(Dataset entries begins)

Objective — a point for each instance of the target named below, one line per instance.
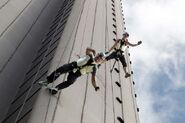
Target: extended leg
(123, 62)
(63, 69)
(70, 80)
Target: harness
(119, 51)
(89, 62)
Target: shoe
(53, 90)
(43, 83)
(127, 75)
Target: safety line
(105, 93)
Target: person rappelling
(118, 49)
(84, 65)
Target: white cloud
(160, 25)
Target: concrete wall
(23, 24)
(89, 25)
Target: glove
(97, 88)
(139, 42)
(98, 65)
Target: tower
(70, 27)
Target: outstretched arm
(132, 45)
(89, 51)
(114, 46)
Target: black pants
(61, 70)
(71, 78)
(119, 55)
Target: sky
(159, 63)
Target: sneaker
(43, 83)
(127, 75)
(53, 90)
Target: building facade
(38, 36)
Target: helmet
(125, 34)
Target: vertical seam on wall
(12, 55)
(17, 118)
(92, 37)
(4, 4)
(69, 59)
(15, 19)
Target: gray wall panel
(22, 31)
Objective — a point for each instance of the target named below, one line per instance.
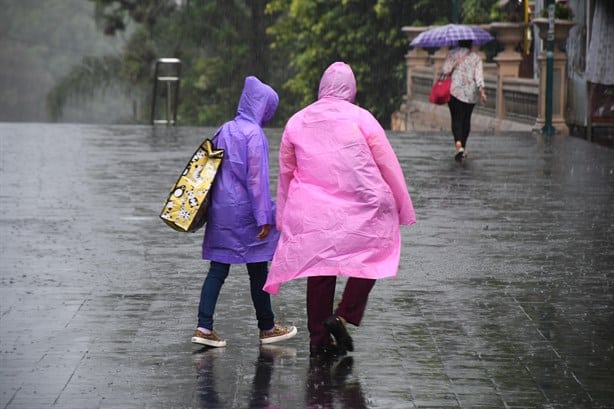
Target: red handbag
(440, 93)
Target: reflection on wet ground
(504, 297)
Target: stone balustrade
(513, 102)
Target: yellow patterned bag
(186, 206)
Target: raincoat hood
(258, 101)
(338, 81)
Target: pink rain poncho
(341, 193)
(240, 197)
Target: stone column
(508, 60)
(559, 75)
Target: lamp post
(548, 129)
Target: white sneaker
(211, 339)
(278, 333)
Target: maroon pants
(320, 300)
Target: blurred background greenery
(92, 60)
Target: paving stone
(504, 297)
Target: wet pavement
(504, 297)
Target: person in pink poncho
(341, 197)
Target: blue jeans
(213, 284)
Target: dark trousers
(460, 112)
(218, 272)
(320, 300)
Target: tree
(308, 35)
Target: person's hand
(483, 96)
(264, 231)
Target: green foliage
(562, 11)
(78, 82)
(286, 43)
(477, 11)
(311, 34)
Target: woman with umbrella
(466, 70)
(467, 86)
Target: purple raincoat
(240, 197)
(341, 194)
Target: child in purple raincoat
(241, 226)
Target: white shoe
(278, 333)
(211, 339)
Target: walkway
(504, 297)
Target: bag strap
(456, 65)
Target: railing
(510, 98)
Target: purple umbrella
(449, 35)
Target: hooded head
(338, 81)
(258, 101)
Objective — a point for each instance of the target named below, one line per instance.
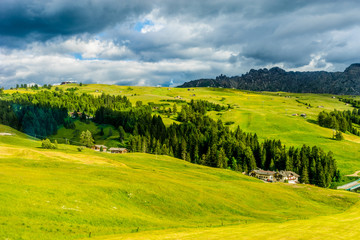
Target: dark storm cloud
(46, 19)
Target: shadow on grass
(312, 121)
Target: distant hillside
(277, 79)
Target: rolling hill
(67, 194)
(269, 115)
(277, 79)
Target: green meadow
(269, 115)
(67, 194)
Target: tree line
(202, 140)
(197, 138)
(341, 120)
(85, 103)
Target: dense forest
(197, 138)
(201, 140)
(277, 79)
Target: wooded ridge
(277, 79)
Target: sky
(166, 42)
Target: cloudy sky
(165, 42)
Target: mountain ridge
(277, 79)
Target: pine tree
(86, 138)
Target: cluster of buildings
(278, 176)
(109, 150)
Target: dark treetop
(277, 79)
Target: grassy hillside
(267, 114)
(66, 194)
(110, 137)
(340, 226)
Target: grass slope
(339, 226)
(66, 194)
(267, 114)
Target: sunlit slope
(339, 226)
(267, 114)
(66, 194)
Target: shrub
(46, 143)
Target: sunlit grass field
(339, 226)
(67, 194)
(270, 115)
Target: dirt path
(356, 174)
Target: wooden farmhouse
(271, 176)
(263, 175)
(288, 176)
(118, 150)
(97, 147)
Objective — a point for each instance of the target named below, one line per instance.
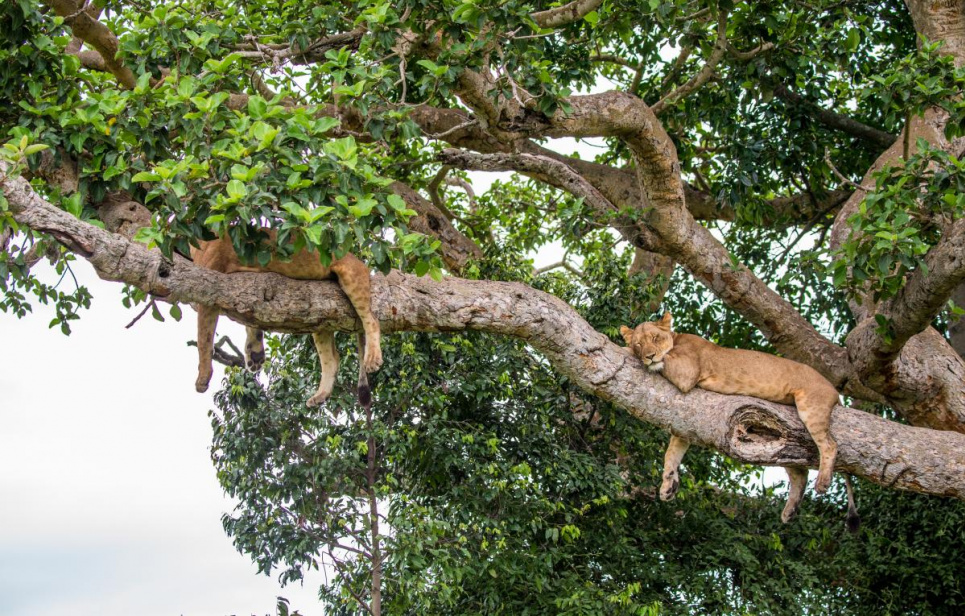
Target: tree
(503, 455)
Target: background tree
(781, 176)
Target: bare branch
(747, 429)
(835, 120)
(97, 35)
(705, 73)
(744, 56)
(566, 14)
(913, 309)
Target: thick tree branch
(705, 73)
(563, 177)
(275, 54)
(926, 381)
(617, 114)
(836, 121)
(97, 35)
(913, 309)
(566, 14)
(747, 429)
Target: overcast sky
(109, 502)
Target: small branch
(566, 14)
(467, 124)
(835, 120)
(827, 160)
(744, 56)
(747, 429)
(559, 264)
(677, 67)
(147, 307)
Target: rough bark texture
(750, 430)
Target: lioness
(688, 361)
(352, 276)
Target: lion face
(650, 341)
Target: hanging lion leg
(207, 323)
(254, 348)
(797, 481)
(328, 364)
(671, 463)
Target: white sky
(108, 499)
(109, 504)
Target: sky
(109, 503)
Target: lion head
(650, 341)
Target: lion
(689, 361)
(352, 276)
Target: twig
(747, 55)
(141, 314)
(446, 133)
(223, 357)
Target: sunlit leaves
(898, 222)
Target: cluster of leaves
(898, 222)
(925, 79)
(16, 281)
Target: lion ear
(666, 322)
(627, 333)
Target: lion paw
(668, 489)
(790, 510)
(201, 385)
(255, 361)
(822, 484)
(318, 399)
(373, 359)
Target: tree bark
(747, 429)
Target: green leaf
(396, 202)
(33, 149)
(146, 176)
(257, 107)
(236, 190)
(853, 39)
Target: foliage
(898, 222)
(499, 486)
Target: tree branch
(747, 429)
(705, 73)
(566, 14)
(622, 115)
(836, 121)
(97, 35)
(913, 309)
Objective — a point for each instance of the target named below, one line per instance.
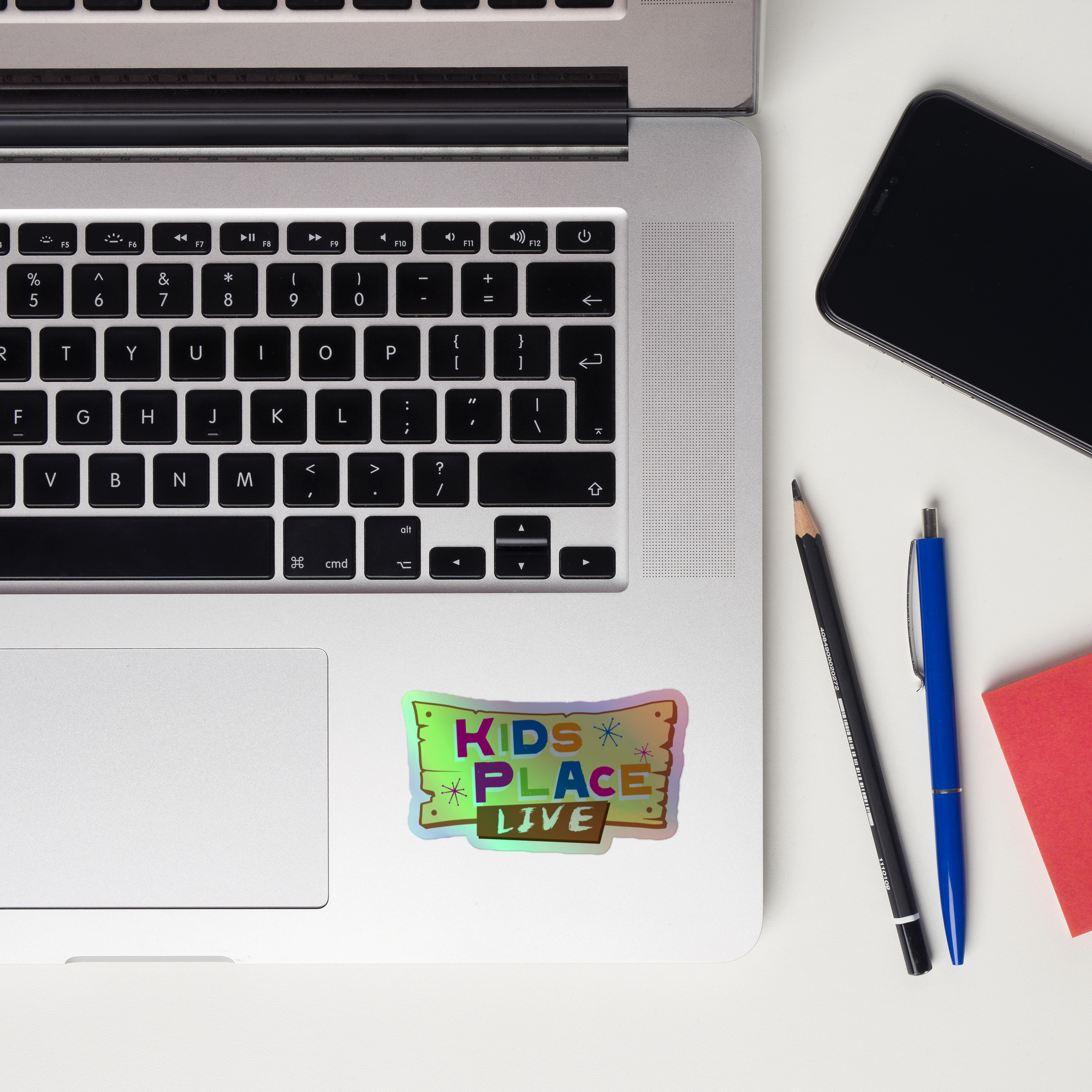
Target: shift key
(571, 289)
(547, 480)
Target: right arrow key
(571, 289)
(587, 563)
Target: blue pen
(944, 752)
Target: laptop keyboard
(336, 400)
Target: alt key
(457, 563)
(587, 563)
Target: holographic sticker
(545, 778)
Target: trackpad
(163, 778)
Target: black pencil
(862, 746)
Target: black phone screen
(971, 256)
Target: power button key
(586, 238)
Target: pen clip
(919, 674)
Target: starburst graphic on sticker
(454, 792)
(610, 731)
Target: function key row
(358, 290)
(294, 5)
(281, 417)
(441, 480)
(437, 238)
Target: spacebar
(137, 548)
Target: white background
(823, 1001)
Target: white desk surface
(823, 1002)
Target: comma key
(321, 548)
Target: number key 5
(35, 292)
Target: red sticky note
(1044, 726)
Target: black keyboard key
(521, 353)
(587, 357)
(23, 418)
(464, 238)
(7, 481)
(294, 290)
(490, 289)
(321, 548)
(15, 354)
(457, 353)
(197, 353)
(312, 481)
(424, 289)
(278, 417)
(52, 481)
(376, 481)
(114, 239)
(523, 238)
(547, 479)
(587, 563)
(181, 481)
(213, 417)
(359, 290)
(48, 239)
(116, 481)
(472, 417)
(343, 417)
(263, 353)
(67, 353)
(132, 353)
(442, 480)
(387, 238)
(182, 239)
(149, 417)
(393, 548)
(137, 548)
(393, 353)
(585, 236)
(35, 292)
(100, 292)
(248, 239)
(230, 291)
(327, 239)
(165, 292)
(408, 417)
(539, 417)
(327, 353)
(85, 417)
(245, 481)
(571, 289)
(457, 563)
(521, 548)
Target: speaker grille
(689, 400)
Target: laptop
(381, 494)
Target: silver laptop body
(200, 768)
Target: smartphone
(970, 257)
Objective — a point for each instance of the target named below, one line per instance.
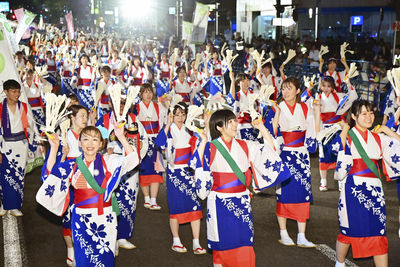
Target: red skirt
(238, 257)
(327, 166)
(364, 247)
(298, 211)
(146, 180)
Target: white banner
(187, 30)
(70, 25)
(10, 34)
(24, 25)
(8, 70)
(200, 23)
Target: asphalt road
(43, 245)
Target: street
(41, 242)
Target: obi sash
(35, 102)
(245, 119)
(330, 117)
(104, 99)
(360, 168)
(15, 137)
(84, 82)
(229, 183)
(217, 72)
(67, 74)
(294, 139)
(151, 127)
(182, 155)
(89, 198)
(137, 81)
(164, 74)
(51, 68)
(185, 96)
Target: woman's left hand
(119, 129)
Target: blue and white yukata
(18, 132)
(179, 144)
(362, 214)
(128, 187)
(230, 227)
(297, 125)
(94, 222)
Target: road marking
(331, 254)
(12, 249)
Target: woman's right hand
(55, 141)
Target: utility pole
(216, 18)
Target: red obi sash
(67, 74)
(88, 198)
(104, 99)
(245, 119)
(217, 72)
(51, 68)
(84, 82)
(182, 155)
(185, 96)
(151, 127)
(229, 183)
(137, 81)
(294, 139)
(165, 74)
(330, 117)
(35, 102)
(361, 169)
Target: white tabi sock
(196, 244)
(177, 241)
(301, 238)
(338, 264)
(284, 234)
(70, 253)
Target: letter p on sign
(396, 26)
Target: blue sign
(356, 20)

(Dataset entries ends)

▶ _What is required_: The response must consist solely of the lines from the one with "Target: woman's left hand" through the end of the listing above, copied exactly; please include the first and the last.

▶ _Response area_:
Target: woman's left hand
(119, 129)
Target: blue and white yukata
(18, 132)
(179, 144)
(362, 214)
(128, 187)
(230, 227)
(297, 125)
(94, 222)
Target: road marking
(331, 254)
(12, 249)
Target: woman's right hand
(55, 141)
Target: utility pole
(216, 18)
Target: red obi sash
(67, 74)
(88, 198)
(104, 99)
(245, 119)
(217, 72)
(51, 68)
(84, 82)
(182, 155)
(185, 96)
(151, 127)
(229, 183)
(137, 81)
(294, 139)
(165, 74)
(330, 117)
(35, 102)
(361, 169)
Target: white tabi sock
(196, 244)
(177, 241)
(301, 238)
(338, 264)
(284, 234)
(70, 253)
Target: letter p on sign
(396, 26)
Target: blue sign
(356, 20)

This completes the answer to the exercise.